## [Page excerpt]
────────────────

(PhysOrg.com) -- Breast cancer drug Herceptin can extend the lives of patients with incurable stomach cancer by nearly three months, according to an international study involving researchers from the University of Glasgow.
Data from the ToGA study presented at the American Society for Clinical Oncology (ASCO) Annual Meeting in Orlando, Florida showed that adding trastuzumab (Herceptin®) to standard chemotherapy prolongs the lives of patients with this aggressive cancer on average by nearly 2.7 months to 13.8 months, a 24% increase in survival.
Advanced stomach cancer is associated with a poor prognosis; the median survival time after diagnosis is approximately 10 months with currently available therapies.
Lead researcher in the UK, Prof. Jeff Evans, Cancer Research UK Professor of Translational Cancer Research, University of Glasgow, said: “This is the first time that we have shown that adding a biological treatment to chemotherapy can improve survival in this patient group and represents a significant advance in how we treat patients with this type of advanced gastric cancer. Trastuzumab’s efficacy in these patients with gastric cancer demonstrates the important principle that targeting HER-2 positive tumours is not restricted to breast cancer.”
The international phase III study shows that trastuzumab given in combination with chemotherapy increases average survival by 24% in patients with HER2-positive advanced and inoperable stomach cancer compared to chemotherapy alone. HER2 is a protein which results in more aggressive cancer with tumours growing at a faster rate than other forms of cancer.
This combination is also particularly beneficial to gastric cancer patients whose tumours express higher levels of HER2, increasing their median survival to 16 months.
Trastuzumab was the focus of intense media attention in 2005 when Patricia Hewitt, then Health Secretary, called for women with early stage HER2-positive breast cancer to be granted access to the treatment following data presented at ASCO showing that it offered unprecedented survival benefits.

────────────────

## [Data records]
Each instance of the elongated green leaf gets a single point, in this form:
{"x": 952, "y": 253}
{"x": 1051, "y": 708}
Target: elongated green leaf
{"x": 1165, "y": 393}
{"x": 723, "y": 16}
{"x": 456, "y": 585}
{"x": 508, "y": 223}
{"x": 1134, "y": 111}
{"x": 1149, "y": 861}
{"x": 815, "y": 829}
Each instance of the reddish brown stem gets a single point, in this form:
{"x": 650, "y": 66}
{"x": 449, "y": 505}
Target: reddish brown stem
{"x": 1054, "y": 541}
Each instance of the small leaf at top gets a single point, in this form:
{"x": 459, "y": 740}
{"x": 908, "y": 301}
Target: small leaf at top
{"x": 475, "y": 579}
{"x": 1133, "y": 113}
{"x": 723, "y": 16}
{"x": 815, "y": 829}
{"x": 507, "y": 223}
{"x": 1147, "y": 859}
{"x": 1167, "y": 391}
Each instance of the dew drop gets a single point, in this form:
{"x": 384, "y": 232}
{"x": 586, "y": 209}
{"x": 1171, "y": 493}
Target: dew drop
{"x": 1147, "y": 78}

────────────────

## [Instructions]
**a.** Echo the part of the article on Herceptin and stomach cancer that begins at the words "Data from the" and stops after the words "increase in survival.".
**b.** According to the article on Herceptin and stomach cancer, what is the approximate median survival time after diagnosis for advanced stomach cancer with currently available therapies?
The items have no connection to the article on Herceptin and stomach cancer.

## [Solutions in order]
**a.**
Data from the ToGA study presented at the American Society for Clinical Oncology (ASCO) Annual Meeting in Orlando, Florida showed that adding trastuzumab (Herceptin®) to standard chemotherapy prolongs the lives of patients with this aggressive cancer on average by nearly 2.7 months to 13.8 months, a 24% increase in survival.

**b.** Approximately 10 months.